Task requirements:
• a. Summarize the passage about the Los Angeles mask makers in two sentences.
• b. Extend the passage about the Los Angeles mask makers, picking up right after its final sentence.

Text passage:
Start of Block

Health care workers wearing masks made by the designers (Photo: Facebook/HRT) Health care workers wearing masks made by the designers (Photo: Facebook/HRT)

Los Angeles, with a population of 10 million, currently has around 18 thousand confirmed cases of coronavirus, which in a country approaching 1 million infections and more than 50 thousand deaths, is considered relatively good, Maras told HRT.

“Local authorities, the mayor and governor, have introduced drastic measures. They’ve declared a total quarantine and beaches and parks are closed. Wearing a mask is mandatory,” Maras said.

Her friend and collaborator, Katarina Džale, says the idea to make masks came while the two were self-isolating. With the need for personal protective equipment sky-high and producers struggling to keep up with demand, the idea was to make masks for those on the front lines of the coronavirus pandemic, health care workers and police. It was a spontaneous decision, the designers say.

“I opened a Facebook group and we got to work. It grew to over 1,100 people. We have donated more than 13 thousand masks to hospitals, police, the army, the homeless, to all those who need them,” Džale said, explaining that it was a way to help their community in this situation. Džale confesses that her talents are not in sewing but management and coordination.

End of Block

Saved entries
Start of Block

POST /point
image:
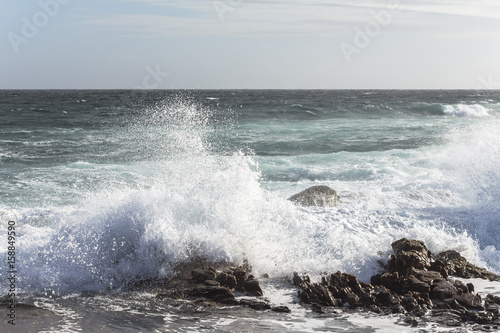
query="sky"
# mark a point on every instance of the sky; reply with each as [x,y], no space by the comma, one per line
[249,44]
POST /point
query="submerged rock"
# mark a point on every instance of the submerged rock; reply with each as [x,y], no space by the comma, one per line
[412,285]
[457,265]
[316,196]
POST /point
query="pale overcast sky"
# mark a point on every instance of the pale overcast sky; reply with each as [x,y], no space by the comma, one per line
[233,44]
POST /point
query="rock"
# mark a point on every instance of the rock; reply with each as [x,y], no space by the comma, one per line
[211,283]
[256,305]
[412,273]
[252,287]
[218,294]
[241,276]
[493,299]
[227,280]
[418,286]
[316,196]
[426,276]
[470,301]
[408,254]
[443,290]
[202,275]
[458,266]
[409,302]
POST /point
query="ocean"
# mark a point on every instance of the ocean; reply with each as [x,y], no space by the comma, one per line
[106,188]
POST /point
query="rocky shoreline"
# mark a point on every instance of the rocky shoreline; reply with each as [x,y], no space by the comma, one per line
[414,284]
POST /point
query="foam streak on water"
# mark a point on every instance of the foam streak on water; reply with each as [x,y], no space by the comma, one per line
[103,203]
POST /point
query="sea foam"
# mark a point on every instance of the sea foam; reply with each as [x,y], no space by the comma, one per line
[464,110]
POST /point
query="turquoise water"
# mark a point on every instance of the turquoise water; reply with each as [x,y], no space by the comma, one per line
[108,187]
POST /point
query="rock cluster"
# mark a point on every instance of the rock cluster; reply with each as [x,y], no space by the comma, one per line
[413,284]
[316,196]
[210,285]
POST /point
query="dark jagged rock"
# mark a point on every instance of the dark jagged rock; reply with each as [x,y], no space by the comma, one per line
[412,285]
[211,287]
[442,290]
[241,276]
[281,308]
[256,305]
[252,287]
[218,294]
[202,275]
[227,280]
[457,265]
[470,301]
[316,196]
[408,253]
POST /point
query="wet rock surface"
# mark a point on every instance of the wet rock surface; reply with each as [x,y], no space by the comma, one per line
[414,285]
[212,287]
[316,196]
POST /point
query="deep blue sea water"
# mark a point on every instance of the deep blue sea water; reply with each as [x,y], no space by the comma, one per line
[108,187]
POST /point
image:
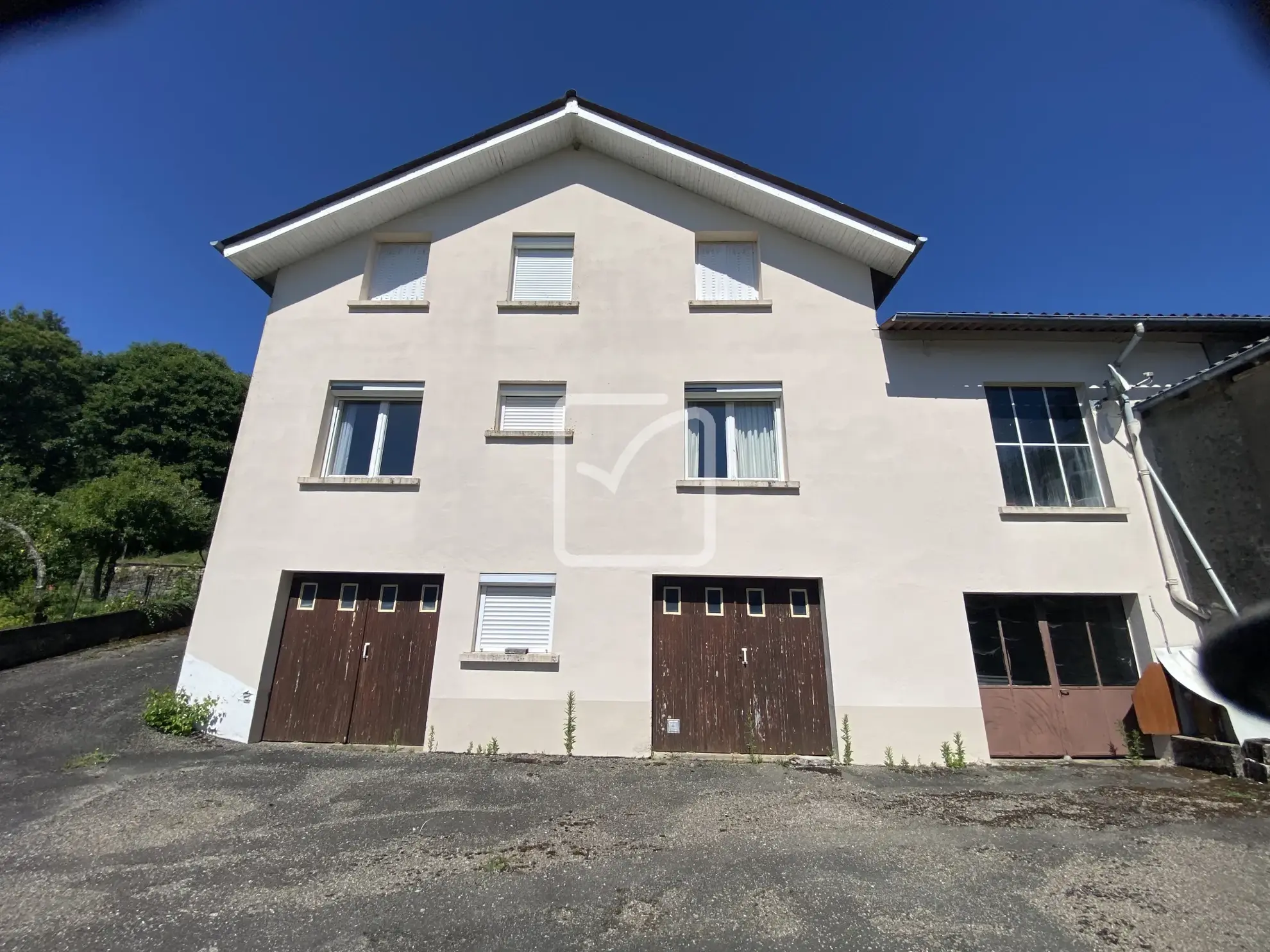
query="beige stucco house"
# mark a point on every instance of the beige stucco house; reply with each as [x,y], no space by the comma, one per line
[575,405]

End of Block
Start of Block

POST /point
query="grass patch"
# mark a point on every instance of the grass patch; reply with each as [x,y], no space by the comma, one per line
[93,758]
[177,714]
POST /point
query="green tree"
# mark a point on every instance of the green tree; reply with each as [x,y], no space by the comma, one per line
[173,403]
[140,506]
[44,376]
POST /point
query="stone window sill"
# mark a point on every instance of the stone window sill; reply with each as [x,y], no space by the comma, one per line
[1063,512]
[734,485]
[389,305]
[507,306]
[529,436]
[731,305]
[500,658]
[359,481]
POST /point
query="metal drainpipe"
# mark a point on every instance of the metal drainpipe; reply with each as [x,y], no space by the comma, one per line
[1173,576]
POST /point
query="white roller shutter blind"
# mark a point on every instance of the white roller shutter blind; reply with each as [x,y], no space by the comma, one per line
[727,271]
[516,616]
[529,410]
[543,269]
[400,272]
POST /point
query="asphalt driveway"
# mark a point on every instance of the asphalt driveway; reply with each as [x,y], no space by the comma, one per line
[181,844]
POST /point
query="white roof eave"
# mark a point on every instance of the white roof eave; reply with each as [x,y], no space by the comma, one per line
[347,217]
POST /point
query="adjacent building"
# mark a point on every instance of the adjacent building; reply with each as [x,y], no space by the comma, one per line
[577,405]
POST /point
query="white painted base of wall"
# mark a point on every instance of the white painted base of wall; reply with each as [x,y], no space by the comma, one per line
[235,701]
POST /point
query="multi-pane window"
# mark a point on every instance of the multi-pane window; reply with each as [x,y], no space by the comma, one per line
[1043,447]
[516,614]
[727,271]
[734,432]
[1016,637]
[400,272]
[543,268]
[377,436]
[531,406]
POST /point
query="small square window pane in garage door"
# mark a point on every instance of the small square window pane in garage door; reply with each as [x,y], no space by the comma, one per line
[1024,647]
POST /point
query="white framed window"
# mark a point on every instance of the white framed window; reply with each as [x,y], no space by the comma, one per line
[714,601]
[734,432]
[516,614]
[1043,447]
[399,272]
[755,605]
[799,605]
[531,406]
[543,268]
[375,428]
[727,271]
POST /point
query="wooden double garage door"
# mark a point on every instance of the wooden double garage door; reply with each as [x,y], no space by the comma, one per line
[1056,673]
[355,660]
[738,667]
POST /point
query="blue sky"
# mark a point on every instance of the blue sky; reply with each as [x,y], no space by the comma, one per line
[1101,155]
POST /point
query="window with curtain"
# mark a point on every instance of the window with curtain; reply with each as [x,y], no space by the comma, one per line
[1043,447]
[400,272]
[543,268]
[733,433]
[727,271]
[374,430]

End of Block
Start of Block

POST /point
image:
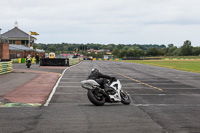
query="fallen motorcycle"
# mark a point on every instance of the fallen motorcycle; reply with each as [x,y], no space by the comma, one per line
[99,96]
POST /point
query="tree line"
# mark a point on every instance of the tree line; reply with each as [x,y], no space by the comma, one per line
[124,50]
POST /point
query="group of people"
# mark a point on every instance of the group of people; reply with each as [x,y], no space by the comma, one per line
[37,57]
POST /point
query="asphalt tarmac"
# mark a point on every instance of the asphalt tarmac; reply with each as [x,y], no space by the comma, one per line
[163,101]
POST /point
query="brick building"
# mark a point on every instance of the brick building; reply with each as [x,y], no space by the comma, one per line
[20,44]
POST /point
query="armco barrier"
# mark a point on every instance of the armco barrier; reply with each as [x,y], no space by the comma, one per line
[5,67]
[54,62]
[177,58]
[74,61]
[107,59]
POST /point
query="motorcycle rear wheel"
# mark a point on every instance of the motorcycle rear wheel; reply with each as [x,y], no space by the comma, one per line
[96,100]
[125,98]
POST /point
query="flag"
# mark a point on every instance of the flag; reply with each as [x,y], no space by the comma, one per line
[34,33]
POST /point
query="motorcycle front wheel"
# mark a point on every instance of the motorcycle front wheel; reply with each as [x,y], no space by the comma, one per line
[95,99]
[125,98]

End of Block

Task results:
• a. Maras told HRT that Los Angeles, a city of 10 million, has about 18 thousand confirmed coronavirus cases and has imposed drastic measures, including a total quarantine, closed beaches and parks, and mandatory masks. The idea to make masks for health care workers and police came to her and Katarina Džale while they were self-isolating, and the Facebook group Džale opened grew to over 1,100 people and has donated more than 13 thousand masks to hospitals, police, the army, the homeless, and others in need.

• b.
The women have mobilized more than 300 volunteers for the project.

“We use 100 precent cotton, densely woven fabric. It is difficult to purchase since stores are not open and those that do sell it were not equipped to meet the high demand for this type of fabric,” she says.

Thanks to the Facebook group reaching out to people via social media, they managed to wrangle fabric donations from various sources. The donated fabric is rested outside, then washed and pressed, to ensure it is free of any virus particles.

The designers believe the pandemic will have a profound effect on society. Some jobs will die out, others will be done on-line from now on, Džale says.